§ QUOTED PASSAGE
= Beginning of Section =
Silvia Vanni, Sal’s mommy forever

Please Help Us Find A Cure……

Every day people tell me they understand and they know how I feel. That my baby is in a better place and that I should be happy he is no longer in pain,  That “there is a reason for everything”, etc, etc………….

Unless you have watched your child suffer the unimaginable, heard him screaming in pain, seen him being humiliated time and time again, listened to his cries for help,  or found yourself begging God for mercy………………YOU HAVE NO IDEA…….

I write this blog because it is an outlet for me. Because it lets me express the sheer torture I have to live thru each and every day.  Because some people want to know what it’s like for some reason………. Because it helps me to cope……….. Because I love you all and want you to know that although I am dieing inside, I am still alive………………

To some Sal “passed away” 21 months ago. To me it was 2 seconds ago………….I long to hold him, to kiss him, to touch him, to rub his soft beautiful head………….. The pain is as much physical as it is emotional.

How do I describe the depth of my pain?? It is pure inexplicable torture.  To have to live the rest of my life without my baby is just unimaginable to me.  I wake up and he’s not there, I go to bed and he’s not there…… How could that possibly be??? How could God have taken away my most precious possession? How???????  Why?????

I believe in signs, I always have.  I get many signs from my baby. You have to truly believe to see them and accept them.  I long for them, I LIVE for them now.
= End of Section =
§ PROVIDED DATA
= Beginning of Section =
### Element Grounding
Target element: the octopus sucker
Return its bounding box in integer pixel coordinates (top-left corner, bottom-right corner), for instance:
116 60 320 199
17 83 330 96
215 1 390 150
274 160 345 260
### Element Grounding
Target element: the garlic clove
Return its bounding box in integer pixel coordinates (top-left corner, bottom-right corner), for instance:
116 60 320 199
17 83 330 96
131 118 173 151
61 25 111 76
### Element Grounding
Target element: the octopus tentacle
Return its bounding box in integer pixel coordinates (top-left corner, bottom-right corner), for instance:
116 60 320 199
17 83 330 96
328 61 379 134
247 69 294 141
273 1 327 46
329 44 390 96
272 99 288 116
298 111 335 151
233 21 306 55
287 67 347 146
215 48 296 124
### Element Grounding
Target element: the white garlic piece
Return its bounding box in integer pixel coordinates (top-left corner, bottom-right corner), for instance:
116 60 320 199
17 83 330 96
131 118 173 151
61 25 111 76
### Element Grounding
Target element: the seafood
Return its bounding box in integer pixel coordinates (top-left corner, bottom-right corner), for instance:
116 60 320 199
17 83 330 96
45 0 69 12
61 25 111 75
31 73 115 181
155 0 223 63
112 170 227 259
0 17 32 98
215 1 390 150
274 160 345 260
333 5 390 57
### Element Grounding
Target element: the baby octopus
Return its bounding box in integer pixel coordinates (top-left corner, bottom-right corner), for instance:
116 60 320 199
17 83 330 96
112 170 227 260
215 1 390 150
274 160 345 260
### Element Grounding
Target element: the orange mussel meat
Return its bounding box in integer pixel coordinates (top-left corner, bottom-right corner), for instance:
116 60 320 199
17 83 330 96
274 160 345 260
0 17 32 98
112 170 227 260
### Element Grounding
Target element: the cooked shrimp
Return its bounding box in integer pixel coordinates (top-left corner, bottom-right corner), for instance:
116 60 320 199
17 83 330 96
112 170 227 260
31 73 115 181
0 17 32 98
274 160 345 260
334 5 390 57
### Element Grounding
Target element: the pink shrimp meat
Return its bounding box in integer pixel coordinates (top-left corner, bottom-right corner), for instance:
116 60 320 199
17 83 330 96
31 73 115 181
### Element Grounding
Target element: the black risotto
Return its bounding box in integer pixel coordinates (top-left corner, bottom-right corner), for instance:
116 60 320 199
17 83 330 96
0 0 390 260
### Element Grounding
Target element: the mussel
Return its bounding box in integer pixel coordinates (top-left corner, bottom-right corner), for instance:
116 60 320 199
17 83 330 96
= End of Section =
§ WORK INSTRUCTIONS
Could you quote the blog post starting at "To some Sal" and ending at "for them now."? None of the lines matter here.

§ ANSWER TO THIS TASK
To some Sal “passed away” 21 months ago. To me it was 2 seconds ago………….I long to hold him, to kiss him, to touch him, to rub his soft beautiful head………….. The pain is as much physical as it is emotional.

How do I describe the depth of my pain?? It is pure inexplicable torture.  To have to live the rest of my life without my baby is just unimaginable to me.  I wake up and he’s not there, I go to bed and he’s not there…… How could that possibly be??? How could God have taken away my most precious possession? How???????  Why?????

I believe in signs, I always have.  I get many signs from my baby. You have to truly believe to see them and accept them.  I long for them, I LIVE for them now.